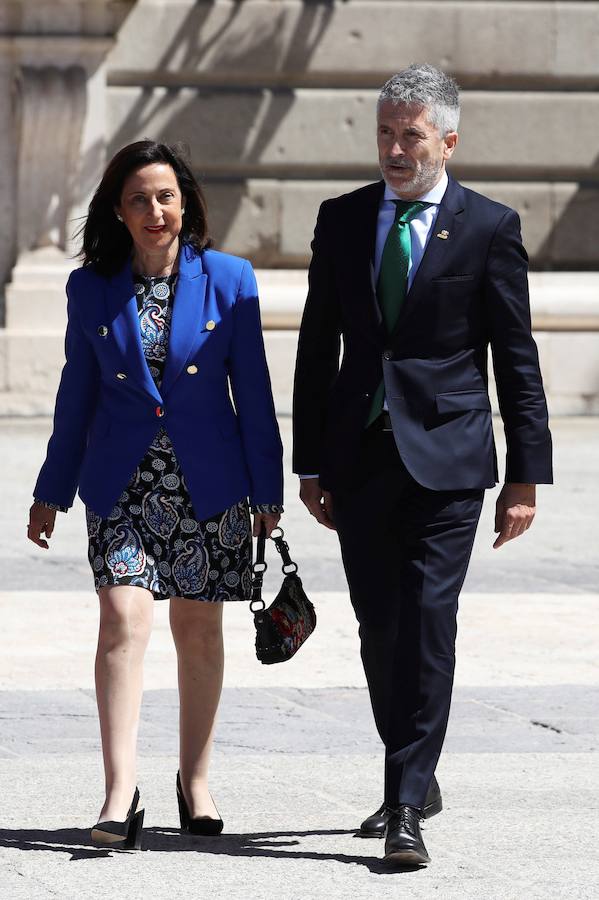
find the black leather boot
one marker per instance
(404, 845)
(376, 824)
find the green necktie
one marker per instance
(393, 278)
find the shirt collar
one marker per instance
(435, 195)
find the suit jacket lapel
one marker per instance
(364, 231)
(122, 309)
(449, 222)
(187, 316)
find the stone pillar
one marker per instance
(52, 150)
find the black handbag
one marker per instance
(290, 619)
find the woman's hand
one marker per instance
(269, 520)
(41, 519)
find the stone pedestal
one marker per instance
(52, 149)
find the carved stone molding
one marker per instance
(51, 104)
(52, 128)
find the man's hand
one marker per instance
(318, 502)
(514, 512)
(41, 519)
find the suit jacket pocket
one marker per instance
(229, 428)
(461, 401)
(452, 279)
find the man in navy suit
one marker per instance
(394, 446)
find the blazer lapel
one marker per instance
(122, 308)
(448, 224)
(363, 234)
(187, 316)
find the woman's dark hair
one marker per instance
(106, 242)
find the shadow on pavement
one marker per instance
(167, 840)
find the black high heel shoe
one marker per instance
(121, 835)
(202, 824)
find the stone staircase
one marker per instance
(276, 101)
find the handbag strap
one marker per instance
(260, 566)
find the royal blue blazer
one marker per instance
(215, 401)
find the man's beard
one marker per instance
(424, 177)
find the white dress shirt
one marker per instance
(421, 227)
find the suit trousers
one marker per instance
(405, 550)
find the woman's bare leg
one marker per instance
(126, 615)
(197, 631)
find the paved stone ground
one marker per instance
(297, 762)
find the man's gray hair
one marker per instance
(426, 86)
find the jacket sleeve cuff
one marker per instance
(48, 505)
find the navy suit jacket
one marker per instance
(104, 422)
(470, 292)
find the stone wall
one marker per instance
(276, 101)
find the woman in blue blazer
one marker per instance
(165, 423)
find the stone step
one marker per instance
(272, 221)
(319, 133)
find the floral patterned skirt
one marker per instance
(151, 538)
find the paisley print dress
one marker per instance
(152, 538)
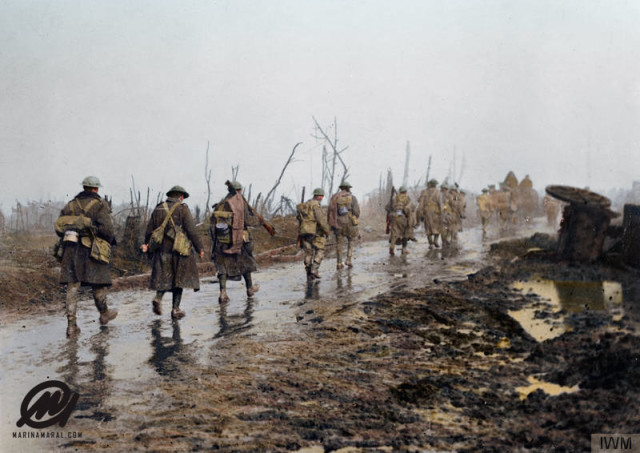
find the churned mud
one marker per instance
(480, 347)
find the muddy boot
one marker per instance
(176, 313)
(251, 288)
(72, 328)
(107, 316)
(314, 273)
(349, 262)
(157, 302)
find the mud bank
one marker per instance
(432, 364)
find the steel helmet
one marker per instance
(178, 189)
(91, 181)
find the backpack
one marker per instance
(306, 219)
(222, 224)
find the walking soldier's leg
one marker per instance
(100, 299)
(222, 280)
(176, 313)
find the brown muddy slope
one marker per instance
(436, 368)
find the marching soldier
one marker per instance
(313, 231)
(173, 262)
(484, 209)
(430, 210)
(344, 212)
(452, 214)
(447, 214)
(402, 220)
(86, 231)
(232, 241)
(502, 200)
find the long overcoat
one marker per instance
(77, 264)
(169, 270)
(237, 264)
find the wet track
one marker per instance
(115, 368)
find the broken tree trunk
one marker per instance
(631, 235)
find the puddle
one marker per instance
(567, 296)
(546, 387)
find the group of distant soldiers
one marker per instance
(171, 239)
(441, 210)
(86, 233)
(514, 202)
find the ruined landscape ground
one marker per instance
(430, 364)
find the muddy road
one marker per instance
(403, 352)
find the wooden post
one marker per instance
(631, 235)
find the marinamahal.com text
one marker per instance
(47, 435)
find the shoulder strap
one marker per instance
(86, 208)
(168, 217)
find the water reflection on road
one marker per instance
(108, 365)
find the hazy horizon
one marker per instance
(120, 89)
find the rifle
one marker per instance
(267, 226)
(393, 192)
(299, 239)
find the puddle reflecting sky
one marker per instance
(570, 296)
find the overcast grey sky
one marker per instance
(116, 88)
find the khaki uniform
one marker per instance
(313, 244)
(232, 250)
(502, 204)
(485, 209)
(451, 217)
(401, 221)
(344, 212)
(430, 209)
(77, 267)
(169, 270)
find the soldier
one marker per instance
(430, 210)
(86, 231)
(447, 214)
(313, 231)
(232, 241)
(173, 269)
(453, 214)
(402, 220)
(484, 209)
(344, 212)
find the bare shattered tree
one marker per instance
(331, 159)
(207, 178)
(266, 207)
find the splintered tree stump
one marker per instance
(130, 240)
(584, 223)
(631, 235)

> [Task goal] Present every line of the data above as a numbered list, skipping blank lines and leaving out the pictures.

> [Correct answer]
1. find the black leather boot
2. one marker per instance
3. (404, 845)
4. (376, 824)
5. find the green necktie
6. one marker per instance
7. (393, 278)
8. find the shirt collar
9. one marker per instance
10. (435, 195)
11. find the suit jacket lapel
12. one marker per instance
13. (364, 231)
14. (122, 309)
15. (449, 222)
16. (187, 316)
17. find the stone pillar
18. one marker per instance
19. (52, 150)
20. find the black handbag
21. one marker per instance
22. (290, 619)
23. find the woman's hand
24. one marker per instance
25. (269, 520)
26. (41, 519)
27. find the stone pedestal
28. one marker per instance
29. (52, 149)
30. find the carved stone molding
31. one marker per instance
32. (51, 104)
33. (52, 128)
34. find the man's hand
35. one marker per instance
36. (318, 502)
37. (514, 512)
38. (41, 519)
39. find the suit jacket pocket
40. one marker per instance
41. (229, 428)
42. (461, 401)
43. (452, 279)
44. find the man in navy suit
45. one marker per instance
46. (394, 446)
47. find the blazer lapel
48. one marker per instance
49. (122, 308)
50. (448, 224)
51. (363, 234)
52. (187, 316)
53. find the woman's dark hair
54. one marker per instance
55. (106, 242)
56. find the shadow on pavement
57. one marker per instance
58. (167, 840)
59. find the black high heel shoe
60. one marker per instance
61. (121, 835)
62. (202, 824)
63. find the stone staircase
64. one marker per instance
65. (276, 101)
66. find the handbag strap
67. one marker per instance
68. (260, 566)
69. find the royal blue blazer
70. one marker per instance
71. (215, 401)
72. find the man's beard
73. one marker per instance
74. (424, 177)
75. find the white dress shirt
76. one marker per instance
77. (421, 227)
78. find the suit trousers
79. one marker per instance
80. (405, 550)
81. find the woman's bare leg
82. one marker per instance
83. (126, 615)
84. (197, 631)
85. find the paved stone ground
86. one marker per instance
87. (297, 762)
88. find the man's gray hair
89. one marker per instance
90. (426, 86)
91. find the jacket sleeve cuff
92. one marker per instance
93. (48, 505)
94. find the navy suit jacket
95. one marker per instance
96. (104, 422)
97. (470, 292)
98. find the stone wall
99. one marker per instance
100. (276, 101)
101. find the woman in blue blazer
102. one marker per instance
103. (165, 423)
104. find the stone step
105. one marker per instance
106. (272, 221)
107. (319, 133)
108. find the floral patterned skirt
109. one marker per instance
110. (151, 538)
111. find the paisley print dress
112. one marker per instance
113. (152, 538)
114. find the churned mud
115. one marker per instance
116. (480, 347)
117. find the muddy boot
118. one marker per instance
119. (176, 313)
120. (251, 288)
121. (72, 328)
122. (107, 316)
123. (314, 273)
124. (349, 262)
125. (157, 302)
126. find the mud bank
127. one marker per instance
128. (432, 364)
129. find the steel helmet
130. one marker per instance
131. (178, 189)
132. (91, 181)
133. find the backpack
134. one marker per instance
135. (306, 219)
136. (222, 224)
137. find the walking soldier's leg
138. one marker per instance
139. (100, 299)
140. (222, 280)
141. (176, 313)
142. find the brown muddy slope
143. one marker per instance
144. (436, 368)
145. find the marching soldier
146. one marker per instance
147. (313, 231)
148. (173, 262)
149. (484, 209)
150. (430, 210)
151. (344, 212)
152. (452, 214)
153. (447, 214)
154. (402, 220)
155. (86, 231)
156. (232, 241)
157. (502, 200)
158. find the long overcoat
159. one marker per instance
160. (77, 264)
161. (169, 270)
162. (237, 264)
163. find the wet track
164. one marker per instance
165. (115, 368)
166. find the broken tree trunk
167. one marker per instance
168. (631, 235)
169. find the puddle
170. one marker per instance
171. (567, 296)
172. (546, 387)
173. find the group of distant soldiers
174. one marker per instance
175. (171, 239)
176. (441, 210)
177. (86, 233)
178. (514, 202)
179. find the ruined landscape ground
180. one marker per instance
181. (430, 364)
182. find the muddy road
183. one marker per instance
184. (403, 352)
185. find the wooden post
186. one marker per instance
187. (631, 235)
188. find the marinamahal.com text
189. one marker per instance
190. (47, 435)
191. find the shoulder strap
192. one marker per instance
193. (86, 208)
194. (168, 217)
195. find the water reflection on road
196. one marker per instance
197. (108, 365)
198. find the hazy horizon
199. one marker per instance
200. (120, 89)
201. find the rifle
202. one marker per instance
203. (267, 226)
204. (393, 192)
205. (299, 239)
206. find the puddle reflecting sky
207. one marker per instance
208. (570, 296)
209. find the overcast grey sky
210. one marker per instance
211. (116, 88)
212. find the khaki uniform
213. one marker per instance
214. (313, 244)
215. (232, 250)
216. (502, 204)
217. (485, 209)
218. (451, 217)
219. (401, 221)
220. (344, 212)
221. (430, 209)
222. (77, 267)
223. (169, 270)
224. find the soldier
225. one marker per instance
226. (430, 210)
227. (86, 231)
228. (447, 214)
229. (313, 231)
230. (232, 241)
231. (173, 269)
232. (453, 214)
233. (402, 220)
234. (484, 209)
235. (344, 212)
236. find the bare shattered tree
237. one marker per instance
238. (331, 159)
239. (207, 178)
240. (266, 207)
241. find the splintered tree stump
242. one marker per instance
243. (130, 240)
244. (584, 223)
245. (631, 235)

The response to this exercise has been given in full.